> **Exercise requirements**:
(a) How would you translate the sentence "Even then he would face deportation back to Canada." from the stalking passage into Spanish?
(b) Repeat the stalking passage from "His pleas of" up to and including "the hearing resumed.".
(c) According to the stalking passage, which company published Alison's book Stalked?

> **Exercise passage**:
━━━━━━━━━━━━━━━━

His pleas of remorse staged for the jury were hollow. His sentencing, however, was delayed while police investigated an allegation that he and other inmates had conspired to pay for a hit man. He was never charged with that so the hearing resumed.
Sentencing him to an indeterminate prison sentence Judge Charles Kemp (no relation to Nev) explained that he might never be released, certainly not until he was deemed to no longer present a threat. Even then he would face deportation back to Canada.
Alison now works to raise the awareness of stalking so that others don’t have to suffer the ordeals she did. Her book Stalked, published by Pan Macmillan, gives an extraordinary insight into how the terror of stalking can silently creep up on even the most astute and intelligent people until it explodes with such force as to rip apart their every sense of wellbeing. Her support and blessing for the inclusion of this story shows her resolve to highlight the evil some can inflict on others in the name of love.

━━━━━━━━━━━━━━━━

(Natural-language object grounding data)
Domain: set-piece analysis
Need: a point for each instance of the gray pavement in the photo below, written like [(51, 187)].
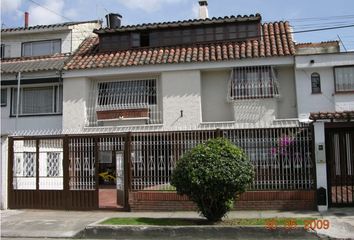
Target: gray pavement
[(66, 224)]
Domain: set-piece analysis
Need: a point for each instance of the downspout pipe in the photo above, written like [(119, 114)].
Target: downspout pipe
[(18, 98)]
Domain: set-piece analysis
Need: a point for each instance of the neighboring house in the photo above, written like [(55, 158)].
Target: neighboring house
[(32, 58), (325, 94)]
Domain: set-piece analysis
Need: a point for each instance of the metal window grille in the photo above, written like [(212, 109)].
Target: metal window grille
[(82, 164), (24, 167), (281, 156), (126, 94), (253, 82), (344, 78), (38, 100), (51, 164), (315, 83)]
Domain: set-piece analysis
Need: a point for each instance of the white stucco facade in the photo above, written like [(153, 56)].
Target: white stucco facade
[(328, 100), (70, 37)]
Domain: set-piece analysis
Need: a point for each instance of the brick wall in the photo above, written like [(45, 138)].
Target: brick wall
[(260, 200)]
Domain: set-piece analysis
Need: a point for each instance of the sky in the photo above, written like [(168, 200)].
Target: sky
[(302, 14)]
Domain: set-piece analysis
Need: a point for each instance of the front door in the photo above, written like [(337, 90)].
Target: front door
[(340, 166)]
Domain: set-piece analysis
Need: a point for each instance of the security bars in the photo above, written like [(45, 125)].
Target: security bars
[(124, 100), (252, 82), (281, 156)]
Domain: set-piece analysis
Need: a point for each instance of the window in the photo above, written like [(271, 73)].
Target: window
[(253, 82), (315, 83), (53, 164), (344, 79), (37, 100), (39, 48), (2, 51), (126, 94), (3, 97), (5, 51)]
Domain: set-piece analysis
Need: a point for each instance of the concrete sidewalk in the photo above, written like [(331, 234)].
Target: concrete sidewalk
[(66, 224)]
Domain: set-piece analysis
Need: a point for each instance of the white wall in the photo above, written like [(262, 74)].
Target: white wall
[(8, 124), (76, 93), (71, 37), (308, 102), (14, 42), (215, 107), (328, 100), (286, 103), (181, 90), (82, 31), (321, 167), (3, 172)]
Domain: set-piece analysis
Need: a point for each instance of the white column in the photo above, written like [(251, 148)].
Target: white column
[(320, 157), (3, 172)]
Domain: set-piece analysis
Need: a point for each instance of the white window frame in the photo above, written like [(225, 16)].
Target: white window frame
[(4, 92), (52, 41), (57, 100), (253, 82), (112, 100), (349, 80)]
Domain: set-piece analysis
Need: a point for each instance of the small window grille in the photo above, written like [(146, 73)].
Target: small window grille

━━━━━━━━━━━━━━━━

> **Per-task outputs**:
(a) Incluso entonces, se enfrentaría a la deportación de vuelta a Canadá.

(b)
His pleas of remorse staged for the jury were hollow. His sentencing, however, was delayed while police investigated an allegation that he and other inmates had conspired to pay for a hit man. He was never charged with that so the hearing resumed.

(c) Pan Macmillan